╭─ Provided information

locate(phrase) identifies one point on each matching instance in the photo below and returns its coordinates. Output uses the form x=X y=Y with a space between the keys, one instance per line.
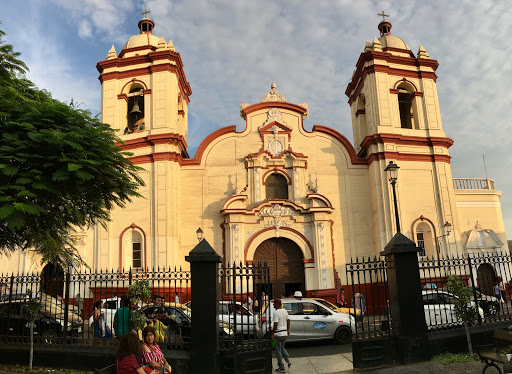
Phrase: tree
x=60 y=168
x=465 y=307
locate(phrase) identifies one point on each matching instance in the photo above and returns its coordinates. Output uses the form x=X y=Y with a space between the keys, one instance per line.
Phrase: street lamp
x=447 y=229
x=392 y=171
x=199 y=234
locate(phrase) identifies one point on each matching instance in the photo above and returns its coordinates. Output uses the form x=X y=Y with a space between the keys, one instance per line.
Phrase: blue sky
x=232 y=51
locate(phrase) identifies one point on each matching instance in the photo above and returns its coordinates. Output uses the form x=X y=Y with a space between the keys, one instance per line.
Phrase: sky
x=233 y=50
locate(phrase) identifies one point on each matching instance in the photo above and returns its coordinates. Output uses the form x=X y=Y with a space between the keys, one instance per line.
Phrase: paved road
x=320 y=348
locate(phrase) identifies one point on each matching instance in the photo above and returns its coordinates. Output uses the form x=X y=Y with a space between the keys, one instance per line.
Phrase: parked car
x=47 y=326
x=182 y=315
x=489 y=304
x=110 y=306
x=356 y=313
x=246 y=321
x=310 y=320
x=440 y=309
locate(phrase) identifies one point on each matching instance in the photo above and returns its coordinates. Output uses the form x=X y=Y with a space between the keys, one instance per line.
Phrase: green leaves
x=59 y=167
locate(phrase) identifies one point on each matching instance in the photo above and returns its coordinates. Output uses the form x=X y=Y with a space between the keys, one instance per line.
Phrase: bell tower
x=144 y=91
x=396 y=117
x=145 y=97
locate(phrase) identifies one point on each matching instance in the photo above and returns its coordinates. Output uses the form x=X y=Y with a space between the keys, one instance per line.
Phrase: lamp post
x=199 y=234
x=392 y=172
x=447 y=230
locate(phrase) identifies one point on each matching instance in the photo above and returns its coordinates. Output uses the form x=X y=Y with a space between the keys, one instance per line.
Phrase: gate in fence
x=368 y=296
x=244 y=309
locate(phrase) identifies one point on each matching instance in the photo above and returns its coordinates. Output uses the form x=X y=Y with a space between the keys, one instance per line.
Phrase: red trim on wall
x=278 y=171
x=383 y=138
x=363 y=69
x=403 y=80
x=407 y=157
x=249 y=242
x=360 y=111
x=151 y=140
x=132 y=226
x=206 y=142
x=134 y=81
x=337 y=280
x=149 y=59
x=344 y=141
x=274 y=104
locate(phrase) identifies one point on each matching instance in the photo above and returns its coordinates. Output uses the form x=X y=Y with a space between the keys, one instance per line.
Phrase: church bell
x=136 y=109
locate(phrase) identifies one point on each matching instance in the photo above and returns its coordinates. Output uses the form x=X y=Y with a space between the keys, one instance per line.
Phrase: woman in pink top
x=151 y=353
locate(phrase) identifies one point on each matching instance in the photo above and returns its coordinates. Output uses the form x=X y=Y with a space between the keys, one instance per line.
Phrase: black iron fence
x=488 y=275
x=243 y=306
x=367 y=297
x=80 y=307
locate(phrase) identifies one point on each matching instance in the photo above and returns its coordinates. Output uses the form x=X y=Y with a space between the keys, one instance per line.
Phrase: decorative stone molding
x=242 y=107
x=277 y=211
x=235 y=228
x=321 y=244
x=273 y=95
x=273 y=114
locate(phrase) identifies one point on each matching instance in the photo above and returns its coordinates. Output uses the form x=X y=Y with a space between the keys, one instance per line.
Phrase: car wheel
x=49 y=337
x=343 y=335
x=492 y=310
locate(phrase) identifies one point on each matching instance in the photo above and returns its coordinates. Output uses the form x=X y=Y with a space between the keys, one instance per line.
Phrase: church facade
x=306 y=202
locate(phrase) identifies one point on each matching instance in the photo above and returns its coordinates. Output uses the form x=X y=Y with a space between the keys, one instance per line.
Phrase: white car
x=237 y=313
x=310 y=320
x=110 y=306
x=440 y=309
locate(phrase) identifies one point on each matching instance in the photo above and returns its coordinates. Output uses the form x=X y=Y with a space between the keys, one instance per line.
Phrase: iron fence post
x=407 y=313
x=205 y=313
x=470 y=266
x=66 y=306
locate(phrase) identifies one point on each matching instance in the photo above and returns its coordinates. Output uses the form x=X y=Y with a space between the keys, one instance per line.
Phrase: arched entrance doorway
x=486 y=278
x=285 y=261
x=52 y=280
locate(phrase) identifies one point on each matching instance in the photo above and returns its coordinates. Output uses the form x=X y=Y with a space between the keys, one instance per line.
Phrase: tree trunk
x=468 y=336
x=31 y=357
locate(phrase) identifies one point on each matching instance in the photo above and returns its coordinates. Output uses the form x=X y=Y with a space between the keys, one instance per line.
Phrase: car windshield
x=327 y=304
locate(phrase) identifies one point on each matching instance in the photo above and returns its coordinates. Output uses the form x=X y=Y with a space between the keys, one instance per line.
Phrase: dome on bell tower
x=389 y=42
x=145 y=38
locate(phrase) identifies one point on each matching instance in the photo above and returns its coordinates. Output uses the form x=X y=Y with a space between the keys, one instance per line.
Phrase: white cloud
x=233 y=50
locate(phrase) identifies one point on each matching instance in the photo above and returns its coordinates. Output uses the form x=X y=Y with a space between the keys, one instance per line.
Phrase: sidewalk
x=342 y=364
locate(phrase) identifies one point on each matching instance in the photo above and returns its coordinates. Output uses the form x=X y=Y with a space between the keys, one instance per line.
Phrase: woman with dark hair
x=127 y=353
x=151 y=353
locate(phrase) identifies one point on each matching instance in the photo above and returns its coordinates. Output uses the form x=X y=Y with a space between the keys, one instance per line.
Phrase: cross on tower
x=145 y=13
x=384 y=15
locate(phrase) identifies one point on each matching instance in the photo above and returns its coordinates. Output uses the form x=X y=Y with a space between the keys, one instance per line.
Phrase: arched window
x=425 y=239
x=135 y=115
x=136 y=250
x=277 y=187
x=405 y=107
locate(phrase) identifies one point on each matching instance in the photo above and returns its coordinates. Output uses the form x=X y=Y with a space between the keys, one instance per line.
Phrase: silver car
x=310 y=320
x=237 y=314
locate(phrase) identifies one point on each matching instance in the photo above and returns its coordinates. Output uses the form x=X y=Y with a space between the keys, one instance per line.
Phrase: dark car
x=489 y=304
x=181 y=314
x=47 y=327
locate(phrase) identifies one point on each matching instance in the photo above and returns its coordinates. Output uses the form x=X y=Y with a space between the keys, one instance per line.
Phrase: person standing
x=502 y=290
x=122 y=317
x=340 y=298
x=281 y=331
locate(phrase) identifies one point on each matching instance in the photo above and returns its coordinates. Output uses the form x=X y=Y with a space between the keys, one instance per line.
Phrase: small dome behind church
x=145 y=36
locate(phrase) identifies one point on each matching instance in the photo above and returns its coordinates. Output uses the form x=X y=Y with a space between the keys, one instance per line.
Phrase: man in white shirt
x=280 y=331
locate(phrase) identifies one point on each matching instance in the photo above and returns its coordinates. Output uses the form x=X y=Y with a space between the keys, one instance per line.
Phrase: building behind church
x=304 y=202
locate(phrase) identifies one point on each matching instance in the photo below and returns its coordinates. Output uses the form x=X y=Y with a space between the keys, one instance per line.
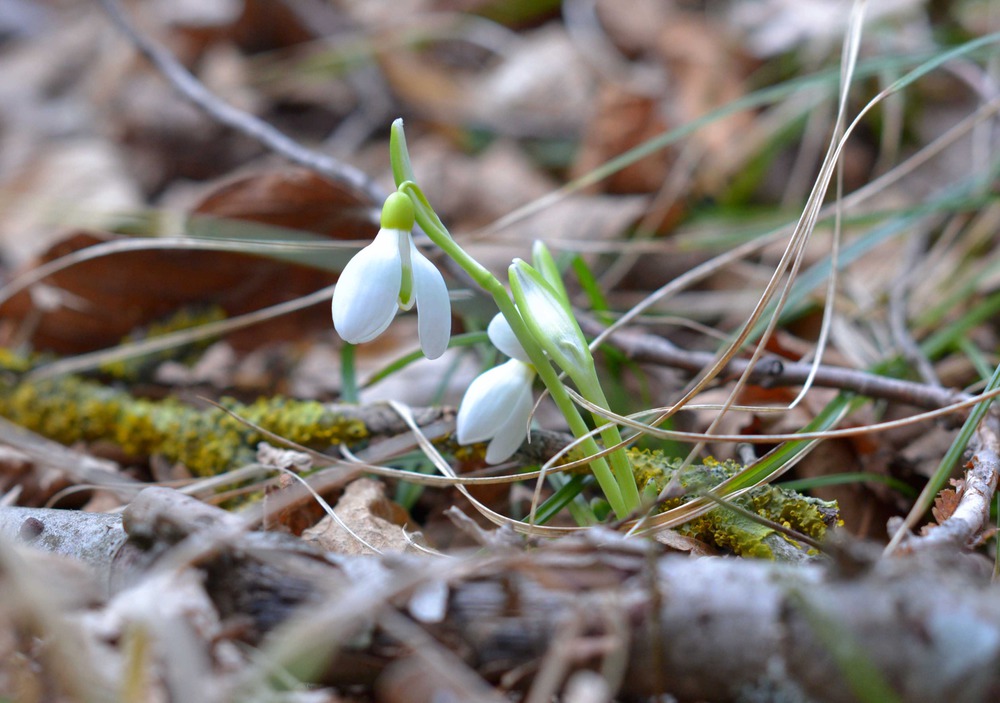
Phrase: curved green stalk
x=438 y=234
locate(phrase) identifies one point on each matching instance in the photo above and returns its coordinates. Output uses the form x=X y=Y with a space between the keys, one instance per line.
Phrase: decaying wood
x=699 y=629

╰─

__Requirement__
What you return should be the whole listing, word for word, without its pictures.

__Response box__
locate(phrase) identifies one point on each matching instance in the photo below and returns its coordinates. Output uses the form x=X y=Y with a space between the keys, one instance per line.
Phrase: tree
x=60 y=168
x=465 y=307
locate(phrase) identifies one point on each matching instance in the photo above and returns its coordinates. Output uses the form x=X y=Y with a space between the keys, one instance per line.
Phrase: street lamp
x=447 y=229
x=392 y=171
x=199 y=234
locate(phrase) identifies one point on each matching instance in the photo above and returns its coordinates. Output uses the form x=X y=Y with a space between the keys, one instance per line.
Phrase: blue sky
x=232 y=51
locate(phrase) identifies one point on each matching instance in the photo above and returns its coordinates. Output uses the form x=X y=Y with a space between the keys, one instance per line.
Phrase: sky
x=233 y=50
locate(phrase) identifies one point on each matching instance in the photo above and returns its coordinates. Output uses the form x=X y=Y with a space between the keys, one instance per line.
Phrase: paved road
x=320 y=348
locate(phrase) identifies one point on each matching instance in the photo above and returns its coordinates. Output uses the form x=X y=Y with a space between the keys, one instance per line.
Phrase: parked car
x=47 y=326
x=182 y=315
x=489 y=304
x=110 y=306
x=356 y=313
x=246 y=321
x=310 y=320
x=440 y=309
locate(phrase) identifies one point on each matching instance in the photo above and returns its coordinates. Output uses the form x=X y=Y with a space between the keys, one instance per line.
Phrase: green leaves
x=59 y=167
locate(phrase) identifies one point on each matching instance in the photo above and returns its coordinates. Output uses the form x=X y=Y with a space between the keys, one instance per line.
Phrase: bell tower
x=144 y=91
x=396 y=117
x=145 y=97
locate(phrase) identifies one point on each matching instance in the photo above and returns its coordinates. Output uses the form x=X y=Y with a space between the keys, one instance per line.
Phrase: lamp post
x=199 y=234
x=392 y=172
x=447 y=230
locate(phrase) identifies one point on each matching instance in the photo above and returns its coordinates. Output uses the form x=X y=Y with a space between the keys, one instance per line.
Phrase: gate in fence
x=368 y=296
x=244 y=309
locate(phrase) identifies one point on each matching instance in the photo above and returns its coordinates. Output uses the form x=X y=Y with a space between the keys, one instance per line.
Phrase: red trim on wall
x=278 y=171
x=383 y=138
x=363 y=69
x=403 y=80
x=407 y=157
x=249 y=242
x=360 y=111
x=151 y=140
x=132 y=226
x=206 y=142
x=134 y=81
x=337 y=280
x=149 y=59
x=344 y=141
x=274 y=104
locate(phrase) identifies one point on each matching instance in the photo above and returns its coordinates. Output uses the form x=X y=Y with a space between the keys, one instance per line.
Phrase: church bell
x=136 y=109
locate(phrase) identifies one point on each matching instance in the photo above and returns its coordinates. Output uses the form x=X y=Y with a space between the keys, one instance per line.
Phrase: woman in pink top
x=151 y=353
locate(phrase) identifies one point on each matching instance in the photo above and returns its coordinates. Output uses the form x=X y=Y with a space between the keys, one instance per line.
Phrase: black iron fence
x=488 y=275
x=243 y=306
x=367 y=297
x=80 y=307
locate(phrase) identifies one point on each matching instance in the photo above and returns its coordinates. Output uses the form x=X y=Y with a space between the keys, one instance per line.
Phrase: decorative stone molding
x=242 y=107
x=277 y=211
x=235 y=228
x=321 y=244
x=273 y=95
x=273 y=114
locate(phrase) identifies one point on each matching instance in the photo above and returns its coordinates. Output uses the form x=X y=Y with a space between the keys, one instance per line.
Phrase: car wheel
x=49 y=337
x=343 y=335
x=492 y=310
locate(phrase) identifies one point on each matching instance in the photo above and returns its coordinates. Output uses the form x=X y=Y with a space between the keys, one instance per line.
Phrase: church facade
x=306 y=202
locate(phrase) identifies one point on each matching instance in the photo above and returns its coordinates. Output uses the form x=X y=Y with a space between the keys, one instance per line.
Phrase: white car
x=237 y=313
x=310 y=320
x=110 y=306
x=440 y=309
locate(phrase) identifies one point on each matching instance in the photo above and returns its coordinates. Output uses the form x=X y=Y with a space between the keys, one instance per line.
Phrase: iron fence post
x=407 y=313
x=205 y=313
x=470 y=266
x=66 y=306
locate(phrase) identifies one point on each matching instance in the photo above and returns its coordinates. Output uses the form x=X y=Y with a space between the keys, one instance per line.
Phrase: arched entrance doorway
x=486 y=278
x=285 y=261
x=52 y=280
locate(phrase) identifies one point on each matching instance in the photo above and returns its coordinates. Output uses the form x=X y=Y with a space between the keys, one instance per line.
Phrase: tree trunk
x=468 y=336
x=31 y=357
locate(phrase) identifies one point on each matching instance in the photo above and returns its coordinates. Output uses the form x=X y=Y with a space between the keys, one instance per line.
Phrase: car windshield
x=327 y=304
locate(phrase) identifies one point on each matching instance in the photo above and returns its coordinates. Output uses the form x=X y=Y with a space between the keys, one instance per line.
Phrase: dome on bell tower
x=389 y=42
x=145 y=38
locate(phrase) identifies one point on each matching instance in the photo above and returns its coordinates. Output uses the form x=X y=Y with a space between the keys, one instance per line.
Phrase: white cloud
x=233 y=50
locate(phrase) identifies one point on each matching instance in the photo above and returns its coordinates. Output uses the form x=X y=Y with a space between the keys, one instance per line.
Phrase: sidewalk
x=342 y=364
locate(phrase) identifies one point on each matching instance in the photo above and returns its coordinates. Output uses the form x=X y=Y with a space between the keys, one instance per line.
Phrase: woman with dark hair
x=127 y=353
x=151 y=353
locate(phrase) identifies one point on each matching instance in the photo above and returns its coordinates. Output uses the form x=X y=Y with a space between the keys, one instance per line.
Phrase: cross on tower
x=145 y=13
x=384 y=15
locate(phrase) identifies one point on each matching instance in the photo above and returns its coordinates. Output uses the form x=X y=Y with a space between the keys, one instance per line.
Phrase: arched window
x=425 y=239
x=135 y=115
x=136 y=250
x=277 y=187
x=405 y=107
locate(phrase) identifies one point on each matching instance in the photo above and returns its coordinates. Output uses the form x=X y=Y with a space between the keys, one instance per line.
Phrase: silver car
x=310 y=320
x=237 y=314
locate(phrase) identifies one point on each matching instance in the photo above and returns its coordinates. Output uses the form x=X y=Y with a space between the keys, one instance per line.
Phrase: dark car
x=489 y=304
x=181 y=314
x=47 y=327
locate(phrase) identifies one point on each matching instance in the photo above and returns its coordinates. Output uses the form x=X y=Y with a space between the keys, one instance per line.
Phrase: person standing
x=502 y=290
x=122 y=317
x=340 y=298
x=281 y=331
locate(phrase) identifies one point on each matching instance in the photo above and returns its coordinates. Output uses the form x=X y=Y with a space between the keys, one instance per line.
Phrase: small dome behind church
x=145 y=36
locate(phrase) identifies one point on each matching instance in the photo above and returns its coordinates. Output uses the form x=X y=Y with a space between the keys, one instance per line.
Phrase: man in white shirt
x=280 y=331
locate(phrase) identifies one point on each matching instance in the photo above and returns its coordinates. Output uses the form x=X y=Y with a space between the keys, one instance per line.
Phrase: building behind church
x=304 y=202
locate(phrase) identifies one point on each matching instance in the photo below and returns its coordinates. Output uses the form x=X y=Y with a space between the keys, one instance per line.
Phrase: curved green stalk
x=438 y=234
locate(phrase) identifies one point on each matching instance in the photo above and returns its coordinates. Output uses the form x=X y=Y with a space between the keys, one instance per line.
Phrase: decaying wood
x=699 y=629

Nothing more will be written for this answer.